» **Goal**:
Return each line of the records that contains the string "wall", treating uppercase and lowercase as different.

» **Records provided**:
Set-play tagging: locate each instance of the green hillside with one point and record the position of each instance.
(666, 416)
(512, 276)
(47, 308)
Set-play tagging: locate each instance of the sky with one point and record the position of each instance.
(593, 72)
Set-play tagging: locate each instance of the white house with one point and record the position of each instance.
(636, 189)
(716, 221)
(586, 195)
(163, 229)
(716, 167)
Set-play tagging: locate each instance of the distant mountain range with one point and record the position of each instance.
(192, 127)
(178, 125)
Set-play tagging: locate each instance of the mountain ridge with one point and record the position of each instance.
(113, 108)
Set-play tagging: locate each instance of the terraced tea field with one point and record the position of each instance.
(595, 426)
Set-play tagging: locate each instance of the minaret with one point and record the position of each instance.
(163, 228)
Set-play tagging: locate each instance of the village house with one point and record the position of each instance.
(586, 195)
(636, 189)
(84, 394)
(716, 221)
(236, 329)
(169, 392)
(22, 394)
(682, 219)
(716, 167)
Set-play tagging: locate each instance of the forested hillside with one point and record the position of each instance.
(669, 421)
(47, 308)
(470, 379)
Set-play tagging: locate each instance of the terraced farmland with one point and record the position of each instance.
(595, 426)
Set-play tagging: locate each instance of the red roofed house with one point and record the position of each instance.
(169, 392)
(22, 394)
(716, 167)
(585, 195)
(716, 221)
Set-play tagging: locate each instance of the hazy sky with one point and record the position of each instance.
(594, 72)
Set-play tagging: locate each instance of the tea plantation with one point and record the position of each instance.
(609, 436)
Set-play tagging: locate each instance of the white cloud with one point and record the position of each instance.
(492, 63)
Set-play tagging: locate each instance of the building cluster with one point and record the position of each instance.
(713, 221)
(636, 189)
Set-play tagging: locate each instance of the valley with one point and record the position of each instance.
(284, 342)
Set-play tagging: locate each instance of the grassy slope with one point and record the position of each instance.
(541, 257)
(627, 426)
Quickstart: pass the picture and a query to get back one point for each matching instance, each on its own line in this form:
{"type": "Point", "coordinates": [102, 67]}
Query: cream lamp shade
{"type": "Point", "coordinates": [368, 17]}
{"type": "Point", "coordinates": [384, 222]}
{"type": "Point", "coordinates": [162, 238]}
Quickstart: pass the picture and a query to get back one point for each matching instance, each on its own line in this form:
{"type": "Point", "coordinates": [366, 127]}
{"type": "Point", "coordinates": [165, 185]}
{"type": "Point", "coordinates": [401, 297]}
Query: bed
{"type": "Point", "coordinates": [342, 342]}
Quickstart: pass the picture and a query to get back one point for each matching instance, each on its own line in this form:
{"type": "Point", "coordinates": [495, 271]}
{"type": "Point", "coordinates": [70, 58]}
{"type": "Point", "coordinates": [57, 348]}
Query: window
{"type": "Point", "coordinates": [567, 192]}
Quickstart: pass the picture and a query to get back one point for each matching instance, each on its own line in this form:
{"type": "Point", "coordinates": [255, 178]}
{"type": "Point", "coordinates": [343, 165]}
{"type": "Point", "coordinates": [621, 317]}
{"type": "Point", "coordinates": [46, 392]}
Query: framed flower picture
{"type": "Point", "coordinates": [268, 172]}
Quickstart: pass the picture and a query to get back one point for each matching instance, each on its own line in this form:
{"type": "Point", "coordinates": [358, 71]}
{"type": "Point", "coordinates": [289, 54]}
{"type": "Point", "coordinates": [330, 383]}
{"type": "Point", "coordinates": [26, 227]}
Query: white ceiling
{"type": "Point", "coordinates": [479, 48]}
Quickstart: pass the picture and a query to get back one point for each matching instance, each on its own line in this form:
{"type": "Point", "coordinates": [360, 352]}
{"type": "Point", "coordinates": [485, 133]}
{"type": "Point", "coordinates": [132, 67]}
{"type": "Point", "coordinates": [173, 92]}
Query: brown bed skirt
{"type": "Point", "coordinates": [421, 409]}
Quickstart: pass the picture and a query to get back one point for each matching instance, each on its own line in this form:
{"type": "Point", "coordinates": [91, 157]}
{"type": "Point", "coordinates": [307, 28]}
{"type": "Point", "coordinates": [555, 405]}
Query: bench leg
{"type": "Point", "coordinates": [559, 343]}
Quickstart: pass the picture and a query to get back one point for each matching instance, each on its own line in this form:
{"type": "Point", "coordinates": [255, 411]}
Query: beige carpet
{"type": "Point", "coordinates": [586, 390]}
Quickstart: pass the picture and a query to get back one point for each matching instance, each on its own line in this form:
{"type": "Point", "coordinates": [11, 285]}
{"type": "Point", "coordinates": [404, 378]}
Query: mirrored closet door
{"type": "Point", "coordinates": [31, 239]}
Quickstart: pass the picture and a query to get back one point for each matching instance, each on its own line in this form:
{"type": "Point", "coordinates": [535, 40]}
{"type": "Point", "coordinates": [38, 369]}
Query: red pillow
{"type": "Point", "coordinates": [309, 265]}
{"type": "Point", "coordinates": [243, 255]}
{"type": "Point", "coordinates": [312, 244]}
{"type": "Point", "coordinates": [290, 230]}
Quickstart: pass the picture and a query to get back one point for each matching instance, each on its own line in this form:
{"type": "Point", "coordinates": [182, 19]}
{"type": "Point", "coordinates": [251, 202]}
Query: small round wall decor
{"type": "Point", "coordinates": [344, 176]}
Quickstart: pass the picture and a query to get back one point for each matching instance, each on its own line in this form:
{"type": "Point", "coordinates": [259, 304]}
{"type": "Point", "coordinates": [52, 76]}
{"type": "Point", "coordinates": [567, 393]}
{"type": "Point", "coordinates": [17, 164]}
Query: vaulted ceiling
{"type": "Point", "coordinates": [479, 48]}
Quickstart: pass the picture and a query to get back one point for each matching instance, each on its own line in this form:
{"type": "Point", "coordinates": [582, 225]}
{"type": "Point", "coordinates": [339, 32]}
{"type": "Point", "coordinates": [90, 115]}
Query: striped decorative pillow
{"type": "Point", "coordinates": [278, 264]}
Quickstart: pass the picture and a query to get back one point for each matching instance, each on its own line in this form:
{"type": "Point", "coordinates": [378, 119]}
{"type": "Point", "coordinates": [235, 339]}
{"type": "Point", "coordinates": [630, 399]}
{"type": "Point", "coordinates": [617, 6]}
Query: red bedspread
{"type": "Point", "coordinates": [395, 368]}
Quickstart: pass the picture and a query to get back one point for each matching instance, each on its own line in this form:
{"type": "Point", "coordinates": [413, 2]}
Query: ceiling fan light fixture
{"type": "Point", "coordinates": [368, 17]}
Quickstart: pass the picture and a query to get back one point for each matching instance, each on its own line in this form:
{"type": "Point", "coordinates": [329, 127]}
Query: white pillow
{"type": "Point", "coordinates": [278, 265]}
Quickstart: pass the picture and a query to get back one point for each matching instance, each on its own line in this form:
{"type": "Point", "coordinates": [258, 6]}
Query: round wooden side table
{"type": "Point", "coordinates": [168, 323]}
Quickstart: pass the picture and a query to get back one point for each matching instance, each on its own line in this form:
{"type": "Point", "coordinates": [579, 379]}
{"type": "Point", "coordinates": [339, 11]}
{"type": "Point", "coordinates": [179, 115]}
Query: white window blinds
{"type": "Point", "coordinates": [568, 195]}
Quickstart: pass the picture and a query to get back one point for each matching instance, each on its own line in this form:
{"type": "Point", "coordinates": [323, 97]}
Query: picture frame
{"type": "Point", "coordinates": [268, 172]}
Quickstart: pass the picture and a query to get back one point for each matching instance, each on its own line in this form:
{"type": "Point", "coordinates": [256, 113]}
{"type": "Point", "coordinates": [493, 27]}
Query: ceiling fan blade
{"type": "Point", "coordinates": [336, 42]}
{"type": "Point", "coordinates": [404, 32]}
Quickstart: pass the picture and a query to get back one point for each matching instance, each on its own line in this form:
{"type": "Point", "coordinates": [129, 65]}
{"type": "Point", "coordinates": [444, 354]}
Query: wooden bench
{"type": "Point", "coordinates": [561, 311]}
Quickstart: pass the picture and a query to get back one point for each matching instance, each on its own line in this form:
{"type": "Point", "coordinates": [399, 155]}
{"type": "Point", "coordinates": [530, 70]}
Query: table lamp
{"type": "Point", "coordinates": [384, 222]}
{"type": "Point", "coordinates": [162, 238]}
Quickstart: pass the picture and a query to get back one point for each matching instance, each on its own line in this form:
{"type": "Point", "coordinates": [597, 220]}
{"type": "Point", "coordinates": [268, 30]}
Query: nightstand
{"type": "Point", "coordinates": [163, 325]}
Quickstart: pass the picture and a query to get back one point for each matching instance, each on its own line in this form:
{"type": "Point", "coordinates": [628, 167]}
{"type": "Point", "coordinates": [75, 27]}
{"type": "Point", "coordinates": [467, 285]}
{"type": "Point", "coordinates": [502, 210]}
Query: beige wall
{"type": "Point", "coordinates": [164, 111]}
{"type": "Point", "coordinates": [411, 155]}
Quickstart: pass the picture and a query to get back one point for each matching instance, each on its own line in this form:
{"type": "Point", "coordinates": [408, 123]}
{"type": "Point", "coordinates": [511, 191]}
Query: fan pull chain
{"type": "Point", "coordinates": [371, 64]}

» **Expected answer**:
Query: small round wall decor
Query: beige wall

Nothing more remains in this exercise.